[Entries provided]

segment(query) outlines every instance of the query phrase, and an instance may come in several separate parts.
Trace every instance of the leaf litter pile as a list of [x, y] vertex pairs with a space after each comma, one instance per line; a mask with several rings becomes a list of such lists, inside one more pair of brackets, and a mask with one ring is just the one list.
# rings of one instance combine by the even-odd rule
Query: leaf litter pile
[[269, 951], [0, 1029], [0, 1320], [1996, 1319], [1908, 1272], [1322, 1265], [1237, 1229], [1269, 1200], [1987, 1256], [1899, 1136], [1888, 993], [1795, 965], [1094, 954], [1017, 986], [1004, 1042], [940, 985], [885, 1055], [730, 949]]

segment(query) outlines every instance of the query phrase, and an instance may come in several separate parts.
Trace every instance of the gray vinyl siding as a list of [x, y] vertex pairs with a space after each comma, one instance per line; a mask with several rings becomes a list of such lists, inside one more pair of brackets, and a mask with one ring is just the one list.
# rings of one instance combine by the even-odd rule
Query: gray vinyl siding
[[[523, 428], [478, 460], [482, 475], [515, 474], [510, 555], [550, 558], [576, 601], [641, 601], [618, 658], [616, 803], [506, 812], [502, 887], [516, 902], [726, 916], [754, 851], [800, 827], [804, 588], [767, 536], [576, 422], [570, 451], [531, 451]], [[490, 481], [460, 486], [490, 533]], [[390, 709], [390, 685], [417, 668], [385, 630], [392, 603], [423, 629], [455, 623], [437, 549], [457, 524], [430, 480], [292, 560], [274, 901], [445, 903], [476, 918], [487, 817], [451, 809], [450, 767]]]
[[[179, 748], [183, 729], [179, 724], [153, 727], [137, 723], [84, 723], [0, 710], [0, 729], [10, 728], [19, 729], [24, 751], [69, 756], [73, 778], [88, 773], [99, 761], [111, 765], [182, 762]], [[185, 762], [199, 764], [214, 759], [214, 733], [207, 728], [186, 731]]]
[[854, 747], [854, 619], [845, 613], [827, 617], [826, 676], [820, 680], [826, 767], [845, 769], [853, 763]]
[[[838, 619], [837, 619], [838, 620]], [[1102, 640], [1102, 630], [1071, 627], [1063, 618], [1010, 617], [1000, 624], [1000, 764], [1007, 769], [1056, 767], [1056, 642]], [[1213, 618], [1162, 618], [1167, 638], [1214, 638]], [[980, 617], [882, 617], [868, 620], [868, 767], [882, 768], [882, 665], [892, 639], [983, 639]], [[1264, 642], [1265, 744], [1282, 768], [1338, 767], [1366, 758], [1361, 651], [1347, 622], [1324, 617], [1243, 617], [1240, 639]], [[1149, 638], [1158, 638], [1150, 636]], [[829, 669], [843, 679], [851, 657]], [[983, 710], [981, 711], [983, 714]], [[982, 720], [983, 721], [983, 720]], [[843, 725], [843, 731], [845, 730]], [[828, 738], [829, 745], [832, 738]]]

[/Entries provided]

**Brief**
If a line of the material contains the word "after", pick it out and copy it.

**Task result**
Trace every instance of the leaf litter pile as a list of [x, y] vertex pairs with a space after each comma, one instance per line; a mask with several rings becomes a list of such lists, inside one more pair of brackets, and a mask with one ring is just the one list.
Trace every instance of the gray vinyl siding as a list of [x, y] vertex pairs with a space after each comma, one instance per line; a mask with several rings becomes a list of such lists, inside one more pair of brackets, and a mask with one ring is just the one list.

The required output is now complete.